Copy word for word the lines from the start of the records through the line that contains "Q: Point out each instance of the arched", both included.

##### Given information #####

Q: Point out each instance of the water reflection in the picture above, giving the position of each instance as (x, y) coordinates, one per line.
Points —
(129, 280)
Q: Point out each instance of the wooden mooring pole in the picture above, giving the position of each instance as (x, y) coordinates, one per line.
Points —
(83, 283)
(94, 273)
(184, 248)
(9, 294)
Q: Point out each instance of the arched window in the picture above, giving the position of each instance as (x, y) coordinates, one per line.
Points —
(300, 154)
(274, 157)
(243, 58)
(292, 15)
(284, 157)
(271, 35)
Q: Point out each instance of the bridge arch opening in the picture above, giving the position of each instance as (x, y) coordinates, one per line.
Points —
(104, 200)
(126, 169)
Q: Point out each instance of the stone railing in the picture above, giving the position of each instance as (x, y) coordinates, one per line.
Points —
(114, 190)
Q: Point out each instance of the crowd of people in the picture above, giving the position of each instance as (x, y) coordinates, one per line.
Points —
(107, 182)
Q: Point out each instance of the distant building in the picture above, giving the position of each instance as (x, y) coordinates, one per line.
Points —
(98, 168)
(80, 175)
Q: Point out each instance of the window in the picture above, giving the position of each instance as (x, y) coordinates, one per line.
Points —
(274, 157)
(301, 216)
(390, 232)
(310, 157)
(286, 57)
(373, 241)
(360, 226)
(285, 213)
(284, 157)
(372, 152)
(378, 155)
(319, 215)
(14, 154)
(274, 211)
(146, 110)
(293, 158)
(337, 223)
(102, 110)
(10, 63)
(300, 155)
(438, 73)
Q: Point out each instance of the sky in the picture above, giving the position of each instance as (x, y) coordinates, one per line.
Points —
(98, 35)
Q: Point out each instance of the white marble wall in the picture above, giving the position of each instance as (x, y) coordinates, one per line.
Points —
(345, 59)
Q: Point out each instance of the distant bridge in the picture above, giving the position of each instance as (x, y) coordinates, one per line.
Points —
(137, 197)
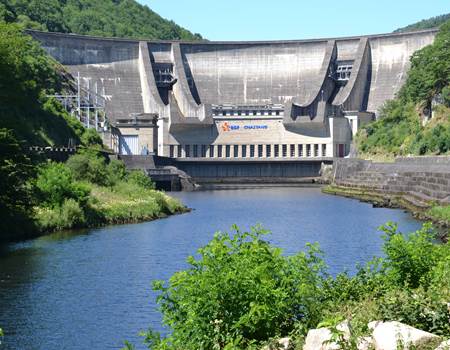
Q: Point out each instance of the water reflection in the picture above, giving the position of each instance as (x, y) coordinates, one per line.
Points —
(91, 289)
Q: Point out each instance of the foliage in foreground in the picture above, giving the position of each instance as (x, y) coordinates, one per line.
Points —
(398, 130)
(88, 190)
(241, 291)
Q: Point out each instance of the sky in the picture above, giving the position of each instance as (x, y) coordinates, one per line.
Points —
(294, 19)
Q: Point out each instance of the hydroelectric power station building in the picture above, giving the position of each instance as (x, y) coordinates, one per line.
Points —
(240, 101)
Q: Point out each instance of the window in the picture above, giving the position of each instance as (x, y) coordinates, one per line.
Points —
(260, 148)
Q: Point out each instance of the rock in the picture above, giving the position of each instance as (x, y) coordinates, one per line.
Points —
(365, 343)
(389, 335)
(282, 344)
(444, 345)
(319, 339)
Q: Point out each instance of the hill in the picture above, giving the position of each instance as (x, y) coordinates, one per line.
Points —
(399, 130)
(111, 18)
(429, 23)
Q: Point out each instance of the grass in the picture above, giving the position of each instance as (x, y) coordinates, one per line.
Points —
(440, 213)
(127, 202)
(121, 203)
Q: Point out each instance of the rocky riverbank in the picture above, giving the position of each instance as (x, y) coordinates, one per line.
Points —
(418, 184)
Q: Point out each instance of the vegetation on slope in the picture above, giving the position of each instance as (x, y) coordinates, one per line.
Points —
(37, 196)
(429, 23)
(399, 130)
(90, 191)
(240, 292)
(113, 18)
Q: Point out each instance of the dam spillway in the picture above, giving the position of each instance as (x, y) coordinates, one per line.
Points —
(240, 100)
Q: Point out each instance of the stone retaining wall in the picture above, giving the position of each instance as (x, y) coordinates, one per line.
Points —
(424, 178)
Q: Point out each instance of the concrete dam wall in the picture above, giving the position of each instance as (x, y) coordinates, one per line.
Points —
(297, 95)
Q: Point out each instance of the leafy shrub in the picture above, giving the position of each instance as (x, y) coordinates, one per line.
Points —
(69, 215)
(89, 166)
(141, 179)
(115, 172)
(90, 137)
(410, 259)
(240, 291)
(55, 184)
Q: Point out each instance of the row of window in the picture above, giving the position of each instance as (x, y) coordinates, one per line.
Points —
(245, 151)
(244, 112)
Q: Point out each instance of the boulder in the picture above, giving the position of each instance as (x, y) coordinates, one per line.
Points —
(444, 345)
(391, 335)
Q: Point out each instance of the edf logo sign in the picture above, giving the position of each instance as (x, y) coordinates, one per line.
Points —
(227, 127)
(230, 127)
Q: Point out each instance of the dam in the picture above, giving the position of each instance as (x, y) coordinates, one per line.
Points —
(238, 101)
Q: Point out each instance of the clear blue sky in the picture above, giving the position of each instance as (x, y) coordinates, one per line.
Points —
(294, 19)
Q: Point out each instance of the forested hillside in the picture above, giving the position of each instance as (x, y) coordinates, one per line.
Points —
(432, 22)
(113, 18)
(399, 130)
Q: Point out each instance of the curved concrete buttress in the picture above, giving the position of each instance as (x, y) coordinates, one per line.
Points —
(353, 96)
(193, 112)
(314, 109)
(151, 98)
(390, 63)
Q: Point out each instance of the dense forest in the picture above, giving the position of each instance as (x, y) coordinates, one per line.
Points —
(111, 18)
(432, 22)
(400, 129)
(37, 195)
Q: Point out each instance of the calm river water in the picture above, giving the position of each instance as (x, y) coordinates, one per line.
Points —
(92, 289)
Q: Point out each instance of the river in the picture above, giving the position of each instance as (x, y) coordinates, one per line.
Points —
(92, 289)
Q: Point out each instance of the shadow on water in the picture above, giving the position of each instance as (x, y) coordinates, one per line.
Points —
(91, 289)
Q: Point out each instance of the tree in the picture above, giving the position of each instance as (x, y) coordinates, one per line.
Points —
(15, 195)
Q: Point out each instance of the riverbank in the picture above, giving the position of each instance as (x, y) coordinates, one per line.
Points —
(417, 184)
(438, 215)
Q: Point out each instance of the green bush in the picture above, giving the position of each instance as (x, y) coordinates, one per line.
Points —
(90, 137)
(141, 179)
(240, 291)
(89, 166)
(55, 184)
(116, 172)
(16, 170)
(69, 215)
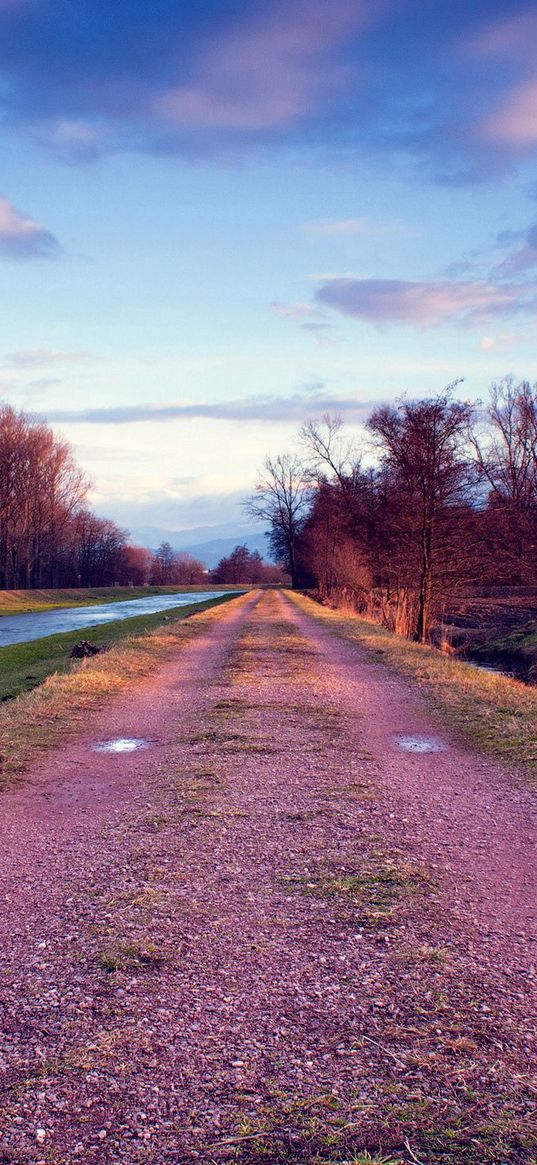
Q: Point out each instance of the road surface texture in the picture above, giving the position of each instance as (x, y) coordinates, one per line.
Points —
(273, 934)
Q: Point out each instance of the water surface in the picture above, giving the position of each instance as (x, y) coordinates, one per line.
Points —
(39, 625)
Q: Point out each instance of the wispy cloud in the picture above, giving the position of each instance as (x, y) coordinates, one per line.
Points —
(306, 403)
(451, 84)
(22, 237)
(423, 304)
(40, 358)
(269, 72)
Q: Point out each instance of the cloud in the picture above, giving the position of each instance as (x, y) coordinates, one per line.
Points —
(175, 77)
(308, 403)
(450, 84)
(25, 238)
(523, 256)
(421, 304)
(298, 311)
(267, 73)
(39, 358)
(514, 124)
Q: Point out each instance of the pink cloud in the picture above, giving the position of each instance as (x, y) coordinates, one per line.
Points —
(23, 238)
(269, 72)
(423, 305)
(515, 122)
(37, 358)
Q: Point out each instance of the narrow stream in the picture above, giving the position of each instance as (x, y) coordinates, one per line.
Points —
(39, 625)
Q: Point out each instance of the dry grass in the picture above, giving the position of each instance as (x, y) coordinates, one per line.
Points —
(494, 713)
(55, 712)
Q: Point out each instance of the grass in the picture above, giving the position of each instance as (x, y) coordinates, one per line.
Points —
(129, 957)
(54, 713)
(495, 714)
(25, 665)
(22, 602)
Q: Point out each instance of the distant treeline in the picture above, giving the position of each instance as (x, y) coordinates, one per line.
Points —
(50, 538)
(447, 499)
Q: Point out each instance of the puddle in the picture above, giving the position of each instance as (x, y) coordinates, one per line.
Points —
(122, 745)
(421, 745)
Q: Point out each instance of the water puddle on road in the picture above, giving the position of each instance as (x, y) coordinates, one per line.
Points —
(421, 743)
(122, 745)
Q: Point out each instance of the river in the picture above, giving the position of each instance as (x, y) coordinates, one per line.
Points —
(39, 625)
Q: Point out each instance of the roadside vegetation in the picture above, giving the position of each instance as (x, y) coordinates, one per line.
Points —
(492, 712)
(437, 502)
(57, 710)
(22, 602)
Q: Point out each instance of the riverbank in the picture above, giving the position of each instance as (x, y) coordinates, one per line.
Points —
(492, 712)
(25, 666)
(271, 934)
(22, 602)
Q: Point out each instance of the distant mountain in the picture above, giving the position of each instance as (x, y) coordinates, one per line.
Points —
(210, 549)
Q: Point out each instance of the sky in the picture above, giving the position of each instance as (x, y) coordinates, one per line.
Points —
(220, 219)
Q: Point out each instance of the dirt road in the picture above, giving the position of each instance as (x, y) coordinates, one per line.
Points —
(273, 934)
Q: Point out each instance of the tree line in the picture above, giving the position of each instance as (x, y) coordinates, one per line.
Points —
(49, 537)
(444, 498)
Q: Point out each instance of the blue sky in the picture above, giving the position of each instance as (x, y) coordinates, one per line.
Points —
(219, 219)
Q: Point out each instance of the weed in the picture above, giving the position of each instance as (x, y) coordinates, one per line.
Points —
(129, 957)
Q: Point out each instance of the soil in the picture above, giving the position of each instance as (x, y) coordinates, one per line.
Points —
(274, 934)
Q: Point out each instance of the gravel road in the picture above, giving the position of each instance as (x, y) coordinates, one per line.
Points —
(271, 934)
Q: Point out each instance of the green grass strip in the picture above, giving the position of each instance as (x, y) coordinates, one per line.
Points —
(25, 665)
(25, 602)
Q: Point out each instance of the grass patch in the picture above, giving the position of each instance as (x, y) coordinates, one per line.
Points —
(495, 714)
(59, 708)
(371, 892)
(22, 602)
(129, 957)
(26, 665)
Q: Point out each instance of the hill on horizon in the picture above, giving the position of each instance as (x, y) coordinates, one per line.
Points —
(207, 549)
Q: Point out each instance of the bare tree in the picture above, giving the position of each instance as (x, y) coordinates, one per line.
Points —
(282, 498)
(507, 458)
(163, 564)
(424, 456)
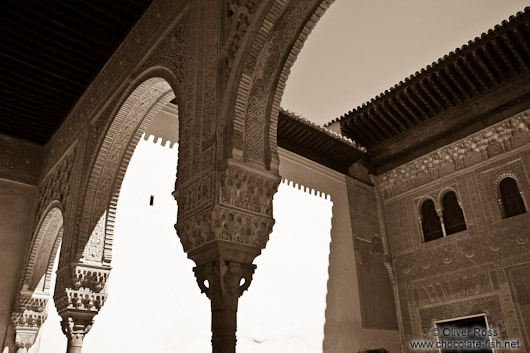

#####

_Exercise result:_
Q: Point out each instance of the water reflection in the picture above, giving the position of each instance as (x, y) coordinates, one per line.
Points —
(129, 280)
Q: Point out each instance of the wooden mooring pole in the picture above, giving the position of each instance as (x, y) coordinates, one per line.
Points —
(83, 283)
(94, 273)
(184, 248)
(9, 294)
Q: Point out each instance of the arched window in the picture above, giving the position of each instance as (x, y) coordinates, one per line.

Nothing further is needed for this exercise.